__INPUT RECORDS__
######
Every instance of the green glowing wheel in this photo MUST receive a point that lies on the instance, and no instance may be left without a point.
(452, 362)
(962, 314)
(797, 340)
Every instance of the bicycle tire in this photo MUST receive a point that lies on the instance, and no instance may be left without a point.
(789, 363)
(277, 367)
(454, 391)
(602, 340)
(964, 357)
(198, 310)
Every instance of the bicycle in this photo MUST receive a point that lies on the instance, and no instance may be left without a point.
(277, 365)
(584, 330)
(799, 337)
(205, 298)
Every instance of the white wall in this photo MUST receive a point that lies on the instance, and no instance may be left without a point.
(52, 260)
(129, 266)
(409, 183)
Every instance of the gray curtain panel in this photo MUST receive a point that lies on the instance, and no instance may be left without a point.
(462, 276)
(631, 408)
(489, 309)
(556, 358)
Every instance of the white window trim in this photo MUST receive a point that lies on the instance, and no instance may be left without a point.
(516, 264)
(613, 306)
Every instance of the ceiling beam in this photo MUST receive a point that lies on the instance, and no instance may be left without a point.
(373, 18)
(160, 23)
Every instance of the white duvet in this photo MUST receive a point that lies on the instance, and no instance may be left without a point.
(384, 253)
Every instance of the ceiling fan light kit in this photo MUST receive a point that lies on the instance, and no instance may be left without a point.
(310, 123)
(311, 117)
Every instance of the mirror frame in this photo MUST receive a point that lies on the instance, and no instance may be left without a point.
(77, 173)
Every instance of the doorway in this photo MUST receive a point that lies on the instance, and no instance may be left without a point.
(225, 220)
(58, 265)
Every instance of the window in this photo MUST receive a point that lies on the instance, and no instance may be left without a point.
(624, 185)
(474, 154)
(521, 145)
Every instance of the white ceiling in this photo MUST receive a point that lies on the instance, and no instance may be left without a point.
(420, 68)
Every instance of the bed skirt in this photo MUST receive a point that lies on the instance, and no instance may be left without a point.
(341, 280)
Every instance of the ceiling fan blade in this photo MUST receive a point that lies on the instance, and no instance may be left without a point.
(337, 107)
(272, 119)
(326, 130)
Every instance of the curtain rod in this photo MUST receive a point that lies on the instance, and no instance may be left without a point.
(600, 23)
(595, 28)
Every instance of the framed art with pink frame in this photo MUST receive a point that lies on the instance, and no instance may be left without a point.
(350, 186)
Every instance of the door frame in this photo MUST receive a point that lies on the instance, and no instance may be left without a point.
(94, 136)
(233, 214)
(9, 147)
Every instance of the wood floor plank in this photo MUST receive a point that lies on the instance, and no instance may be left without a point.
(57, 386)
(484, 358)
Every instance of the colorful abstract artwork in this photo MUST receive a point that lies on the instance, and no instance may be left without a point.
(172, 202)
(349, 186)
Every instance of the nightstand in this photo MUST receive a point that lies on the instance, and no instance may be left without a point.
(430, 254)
######
__STATED EXERCISE__
Can you arrange the material as a Markdown table with columns Num and Entry, starting at the line that contains "Every instance of the wood" and ending at the last line of the material, giving each line its own numbered row and skipping blank lines?

__EXERCISE ANSWER__
| Num | Entry |
|---|---|
| 1 | Every instance of the wood floor plank in this photo MUST receive a point that lies on the instance, and no instance may be left without a point. |
| 2 | (57, 386) |
| 3 | (484, 358) |
| 4 | Every instance of the colorful abstract artwork in this photo MUST receive a point that lies on the instance, and no instance may be left without a point. |
| 5 | (172, 202) |
| 6 | (349, 186) |
| 7 | Every instance of the nightstand in this photo MUST receive a point that lies on the instance, and no instance may be left without a point. |
| 8 | (430, 254) |